- [JOB]:
Copy the rows below without any change, beginning at the line that contains "the lion's right" and stopping after the last line of the rows.

:: DATA ::

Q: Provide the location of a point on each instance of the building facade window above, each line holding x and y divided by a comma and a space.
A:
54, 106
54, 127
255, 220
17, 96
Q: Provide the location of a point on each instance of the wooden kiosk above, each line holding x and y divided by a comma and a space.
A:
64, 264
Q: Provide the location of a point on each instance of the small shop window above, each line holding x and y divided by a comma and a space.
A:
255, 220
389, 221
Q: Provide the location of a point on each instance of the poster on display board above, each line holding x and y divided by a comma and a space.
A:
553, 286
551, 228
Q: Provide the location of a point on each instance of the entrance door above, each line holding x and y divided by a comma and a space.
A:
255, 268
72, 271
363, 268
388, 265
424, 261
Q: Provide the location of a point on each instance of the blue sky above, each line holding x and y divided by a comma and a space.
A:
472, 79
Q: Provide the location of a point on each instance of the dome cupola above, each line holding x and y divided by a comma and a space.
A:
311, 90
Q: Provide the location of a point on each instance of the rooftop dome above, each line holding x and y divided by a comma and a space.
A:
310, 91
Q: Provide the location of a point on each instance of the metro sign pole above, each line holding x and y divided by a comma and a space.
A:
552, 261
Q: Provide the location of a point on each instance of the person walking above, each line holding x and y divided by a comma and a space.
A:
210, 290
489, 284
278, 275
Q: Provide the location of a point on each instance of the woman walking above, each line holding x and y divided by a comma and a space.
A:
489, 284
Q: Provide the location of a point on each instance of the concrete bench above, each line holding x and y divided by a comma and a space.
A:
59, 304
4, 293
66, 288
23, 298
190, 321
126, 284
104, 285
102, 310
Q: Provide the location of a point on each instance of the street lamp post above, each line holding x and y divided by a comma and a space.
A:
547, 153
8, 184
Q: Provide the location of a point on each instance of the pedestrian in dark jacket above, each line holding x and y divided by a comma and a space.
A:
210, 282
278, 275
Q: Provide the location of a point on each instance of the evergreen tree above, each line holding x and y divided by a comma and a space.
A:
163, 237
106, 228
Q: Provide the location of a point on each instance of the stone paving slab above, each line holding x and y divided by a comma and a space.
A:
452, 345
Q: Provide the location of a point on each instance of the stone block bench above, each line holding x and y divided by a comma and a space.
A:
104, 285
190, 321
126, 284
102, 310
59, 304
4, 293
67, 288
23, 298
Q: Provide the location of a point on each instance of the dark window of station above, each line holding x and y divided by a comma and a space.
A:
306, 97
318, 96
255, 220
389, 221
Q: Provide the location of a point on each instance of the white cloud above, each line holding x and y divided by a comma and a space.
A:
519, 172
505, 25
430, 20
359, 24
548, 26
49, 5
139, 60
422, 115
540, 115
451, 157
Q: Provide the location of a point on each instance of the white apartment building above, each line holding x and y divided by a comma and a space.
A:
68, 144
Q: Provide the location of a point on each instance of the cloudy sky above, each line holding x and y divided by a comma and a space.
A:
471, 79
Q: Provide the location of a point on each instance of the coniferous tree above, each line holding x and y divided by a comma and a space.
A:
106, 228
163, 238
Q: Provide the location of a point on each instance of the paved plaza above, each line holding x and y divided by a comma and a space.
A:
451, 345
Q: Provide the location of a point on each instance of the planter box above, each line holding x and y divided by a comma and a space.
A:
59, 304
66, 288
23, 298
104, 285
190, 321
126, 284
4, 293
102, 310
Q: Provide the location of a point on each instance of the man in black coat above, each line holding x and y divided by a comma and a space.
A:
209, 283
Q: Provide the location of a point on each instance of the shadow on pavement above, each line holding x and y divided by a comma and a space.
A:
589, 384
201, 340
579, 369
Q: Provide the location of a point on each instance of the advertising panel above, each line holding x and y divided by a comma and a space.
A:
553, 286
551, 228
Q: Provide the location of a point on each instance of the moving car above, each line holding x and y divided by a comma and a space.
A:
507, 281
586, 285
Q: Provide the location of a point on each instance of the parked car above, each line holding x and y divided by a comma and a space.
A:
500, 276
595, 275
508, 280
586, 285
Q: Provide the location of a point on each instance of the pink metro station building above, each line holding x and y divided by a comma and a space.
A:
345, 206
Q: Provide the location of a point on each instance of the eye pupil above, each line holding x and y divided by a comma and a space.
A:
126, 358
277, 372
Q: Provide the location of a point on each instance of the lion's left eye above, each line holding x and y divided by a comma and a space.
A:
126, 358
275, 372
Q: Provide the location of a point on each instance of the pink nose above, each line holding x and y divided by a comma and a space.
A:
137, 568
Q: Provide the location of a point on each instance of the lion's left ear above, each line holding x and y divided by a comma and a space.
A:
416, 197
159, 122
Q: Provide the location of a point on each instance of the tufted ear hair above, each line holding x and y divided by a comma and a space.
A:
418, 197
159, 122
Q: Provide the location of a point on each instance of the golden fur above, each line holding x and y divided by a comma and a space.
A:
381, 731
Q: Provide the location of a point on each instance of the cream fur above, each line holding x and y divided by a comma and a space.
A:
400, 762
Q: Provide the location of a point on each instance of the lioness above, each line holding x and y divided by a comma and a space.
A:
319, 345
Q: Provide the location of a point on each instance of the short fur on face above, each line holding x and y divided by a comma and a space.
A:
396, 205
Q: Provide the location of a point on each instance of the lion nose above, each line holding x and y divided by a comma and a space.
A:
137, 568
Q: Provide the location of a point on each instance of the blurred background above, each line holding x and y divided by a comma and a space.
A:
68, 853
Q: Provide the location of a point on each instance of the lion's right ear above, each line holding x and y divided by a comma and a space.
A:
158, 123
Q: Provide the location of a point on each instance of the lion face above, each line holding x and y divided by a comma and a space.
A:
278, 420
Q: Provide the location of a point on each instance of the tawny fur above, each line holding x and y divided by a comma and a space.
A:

:::

- [SOLVED PROBLEM]:
Q: Provide the location of a point on each instance of the lion's right ear above, each line holding x and y divided by a comma and a space.
A:
158, 123
Q: Provide the location of a point on each instance of the lion face above, each line holding x and y divided by a comma and a space.
A:
278, 420
Q: Provide the location of a point on each instance of the tawny fur above, each line holding x and y divided by a comma and a space.
A:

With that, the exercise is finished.